WHAT YOU ARE ASKED TO DO – Copy, exactly and without additions, every line in the records below from the one holding "Target: metal bowl" through the one holding "Target: young man's dark hair", both ends included.

Records from a data source
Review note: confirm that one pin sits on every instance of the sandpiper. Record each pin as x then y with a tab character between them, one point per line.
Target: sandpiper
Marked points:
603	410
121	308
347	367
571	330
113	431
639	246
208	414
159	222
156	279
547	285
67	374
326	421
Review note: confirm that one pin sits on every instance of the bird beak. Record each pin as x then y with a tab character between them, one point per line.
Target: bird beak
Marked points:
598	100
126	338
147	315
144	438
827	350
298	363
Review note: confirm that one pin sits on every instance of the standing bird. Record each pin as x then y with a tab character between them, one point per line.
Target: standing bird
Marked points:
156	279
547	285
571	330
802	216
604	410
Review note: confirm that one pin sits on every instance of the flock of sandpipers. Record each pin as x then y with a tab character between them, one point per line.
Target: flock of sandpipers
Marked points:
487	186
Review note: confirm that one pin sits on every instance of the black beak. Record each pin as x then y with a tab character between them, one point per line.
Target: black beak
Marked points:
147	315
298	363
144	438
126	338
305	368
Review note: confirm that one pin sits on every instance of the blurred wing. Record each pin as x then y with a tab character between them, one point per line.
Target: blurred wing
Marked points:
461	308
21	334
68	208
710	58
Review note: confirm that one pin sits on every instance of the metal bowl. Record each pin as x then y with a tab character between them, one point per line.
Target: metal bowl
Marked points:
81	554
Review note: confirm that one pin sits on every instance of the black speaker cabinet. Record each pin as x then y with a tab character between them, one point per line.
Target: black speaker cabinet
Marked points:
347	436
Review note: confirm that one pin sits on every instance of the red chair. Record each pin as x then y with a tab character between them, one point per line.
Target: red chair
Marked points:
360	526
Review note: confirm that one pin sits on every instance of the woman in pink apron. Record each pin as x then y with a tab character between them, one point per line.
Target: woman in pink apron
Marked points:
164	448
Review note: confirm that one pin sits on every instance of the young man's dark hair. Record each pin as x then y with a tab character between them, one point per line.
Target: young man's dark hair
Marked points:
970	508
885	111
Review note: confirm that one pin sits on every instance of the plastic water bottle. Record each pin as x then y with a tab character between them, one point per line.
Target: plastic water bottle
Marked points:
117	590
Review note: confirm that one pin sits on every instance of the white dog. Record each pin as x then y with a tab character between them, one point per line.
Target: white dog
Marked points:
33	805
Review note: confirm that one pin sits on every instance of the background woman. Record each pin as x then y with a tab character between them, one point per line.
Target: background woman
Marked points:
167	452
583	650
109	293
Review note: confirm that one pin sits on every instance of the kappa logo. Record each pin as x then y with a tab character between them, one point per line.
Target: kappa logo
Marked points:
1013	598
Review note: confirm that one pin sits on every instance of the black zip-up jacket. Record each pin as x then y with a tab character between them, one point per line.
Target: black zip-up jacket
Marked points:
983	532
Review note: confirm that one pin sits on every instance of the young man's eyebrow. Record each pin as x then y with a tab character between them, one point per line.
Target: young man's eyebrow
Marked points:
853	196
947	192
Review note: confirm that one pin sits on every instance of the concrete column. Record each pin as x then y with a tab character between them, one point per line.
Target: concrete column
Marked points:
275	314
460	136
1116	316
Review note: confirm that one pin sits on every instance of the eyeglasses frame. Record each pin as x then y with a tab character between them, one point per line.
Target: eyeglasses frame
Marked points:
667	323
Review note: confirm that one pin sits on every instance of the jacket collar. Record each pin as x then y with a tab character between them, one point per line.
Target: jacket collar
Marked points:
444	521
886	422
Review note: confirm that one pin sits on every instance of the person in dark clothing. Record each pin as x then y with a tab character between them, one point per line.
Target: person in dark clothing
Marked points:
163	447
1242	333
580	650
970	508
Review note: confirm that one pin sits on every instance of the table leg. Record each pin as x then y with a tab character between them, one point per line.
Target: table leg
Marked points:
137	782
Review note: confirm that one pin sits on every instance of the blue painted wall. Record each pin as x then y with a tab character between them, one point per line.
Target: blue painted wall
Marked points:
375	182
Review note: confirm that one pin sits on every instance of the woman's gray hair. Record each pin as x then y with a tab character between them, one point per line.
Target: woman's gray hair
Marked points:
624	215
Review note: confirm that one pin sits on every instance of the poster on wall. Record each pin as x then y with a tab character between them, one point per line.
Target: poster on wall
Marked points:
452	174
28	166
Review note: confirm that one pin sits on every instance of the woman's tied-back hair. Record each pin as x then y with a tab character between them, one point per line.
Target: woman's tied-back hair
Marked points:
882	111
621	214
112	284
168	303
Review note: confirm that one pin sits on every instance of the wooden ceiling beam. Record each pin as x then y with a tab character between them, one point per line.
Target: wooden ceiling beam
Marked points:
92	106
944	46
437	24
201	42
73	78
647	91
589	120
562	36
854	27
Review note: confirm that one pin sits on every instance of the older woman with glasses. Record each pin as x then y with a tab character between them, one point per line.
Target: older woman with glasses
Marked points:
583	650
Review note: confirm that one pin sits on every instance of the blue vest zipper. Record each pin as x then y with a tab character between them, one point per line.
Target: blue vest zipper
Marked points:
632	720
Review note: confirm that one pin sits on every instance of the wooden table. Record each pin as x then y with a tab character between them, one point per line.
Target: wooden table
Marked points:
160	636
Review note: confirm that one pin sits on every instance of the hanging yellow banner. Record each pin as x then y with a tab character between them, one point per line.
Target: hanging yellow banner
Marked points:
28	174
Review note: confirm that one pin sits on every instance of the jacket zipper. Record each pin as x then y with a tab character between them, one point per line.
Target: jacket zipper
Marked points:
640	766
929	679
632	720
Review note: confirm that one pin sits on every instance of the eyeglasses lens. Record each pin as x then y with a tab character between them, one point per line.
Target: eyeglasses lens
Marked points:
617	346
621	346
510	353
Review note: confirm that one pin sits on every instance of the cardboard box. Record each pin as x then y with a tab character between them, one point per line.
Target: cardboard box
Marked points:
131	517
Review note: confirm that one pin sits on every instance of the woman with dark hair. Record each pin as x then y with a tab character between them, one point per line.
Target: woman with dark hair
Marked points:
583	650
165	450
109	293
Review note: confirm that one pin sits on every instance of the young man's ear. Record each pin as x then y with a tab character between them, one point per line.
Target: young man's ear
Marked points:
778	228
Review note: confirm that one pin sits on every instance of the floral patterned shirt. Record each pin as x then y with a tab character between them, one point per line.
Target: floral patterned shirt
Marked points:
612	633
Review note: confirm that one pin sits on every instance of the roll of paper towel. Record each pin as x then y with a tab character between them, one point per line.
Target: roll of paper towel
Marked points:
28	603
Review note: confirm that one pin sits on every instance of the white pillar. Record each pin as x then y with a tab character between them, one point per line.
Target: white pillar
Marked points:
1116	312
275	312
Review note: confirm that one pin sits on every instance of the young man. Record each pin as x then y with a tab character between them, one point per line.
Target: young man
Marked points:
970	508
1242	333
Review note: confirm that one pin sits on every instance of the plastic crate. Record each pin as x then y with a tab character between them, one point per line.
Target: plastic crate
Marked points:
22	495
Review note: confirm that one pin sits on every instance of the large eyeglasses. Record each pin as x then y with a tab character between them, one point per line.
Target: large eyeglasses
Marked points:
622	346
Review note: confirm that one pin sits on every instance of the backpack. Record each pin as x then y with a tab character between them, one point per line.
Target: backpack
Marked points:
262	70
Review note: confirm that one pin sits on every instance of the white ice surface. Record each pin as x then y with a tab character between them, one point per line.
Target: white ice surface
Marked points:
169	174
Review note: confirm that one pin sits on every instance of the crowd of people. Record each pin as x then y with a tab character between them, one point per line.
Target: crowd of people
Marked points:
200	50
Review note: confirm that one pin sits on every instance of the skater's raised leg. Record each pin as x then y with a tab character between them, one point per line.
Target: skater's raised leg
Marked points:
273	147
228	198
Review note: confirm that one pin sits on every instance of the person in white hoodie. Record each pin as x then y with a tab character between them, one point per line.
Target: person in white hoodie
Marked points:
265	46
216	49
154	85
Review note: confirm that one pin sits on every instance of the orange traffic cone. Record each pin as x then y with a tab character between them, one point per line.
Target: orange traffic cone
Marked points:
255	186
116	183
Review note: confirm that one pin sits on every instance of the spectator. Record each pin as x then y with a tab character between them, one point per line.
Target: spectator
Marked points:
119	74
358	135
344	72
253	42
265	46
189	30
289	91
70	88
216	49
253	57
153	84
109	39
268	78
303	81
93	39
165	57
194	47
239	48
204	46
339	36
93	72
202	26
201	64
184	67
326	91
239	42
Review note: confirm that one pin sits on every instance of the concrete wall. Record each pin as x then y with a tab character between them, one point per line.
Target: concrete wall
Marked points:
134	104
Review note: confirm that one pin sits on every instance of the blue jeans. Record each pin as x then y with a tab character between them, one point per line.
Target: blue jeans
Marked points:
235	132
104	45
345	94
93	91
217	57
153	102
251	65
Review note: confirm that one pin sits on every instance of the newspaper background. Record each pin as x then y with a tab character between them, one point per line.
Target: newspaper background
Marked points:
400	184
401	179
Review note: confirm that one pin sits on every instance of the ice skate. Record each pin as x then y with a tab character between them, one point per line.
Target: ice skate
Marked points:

ANSWER AREA –
Target: metal bowl
Marked points:
81	554
Review note: confirm that one pin sits on every instance of the black speaker cabinet. Record each pin as x then y with a tab character between them, one point per line.
Target: black speaker cabinet
Marked points:
347	436
Review note: confirm that one pin sits on every instance of the red chair. Record each pin as x then y with a tab character between them, one point per line.
Target: red chair
Marked points:
360	526
Review note: confirm that one pin sits on every instance of the woman in pink apron. Record each pin as x then y with a tab character between them, one point per line.
Target: woman in pink apron
Marked points:
164	448
Review note: confirm that one pin sits on every instance of the young man's dark hair. Record each pin as x then y with a tab character between them, one point per line.
Target: young man's dark hair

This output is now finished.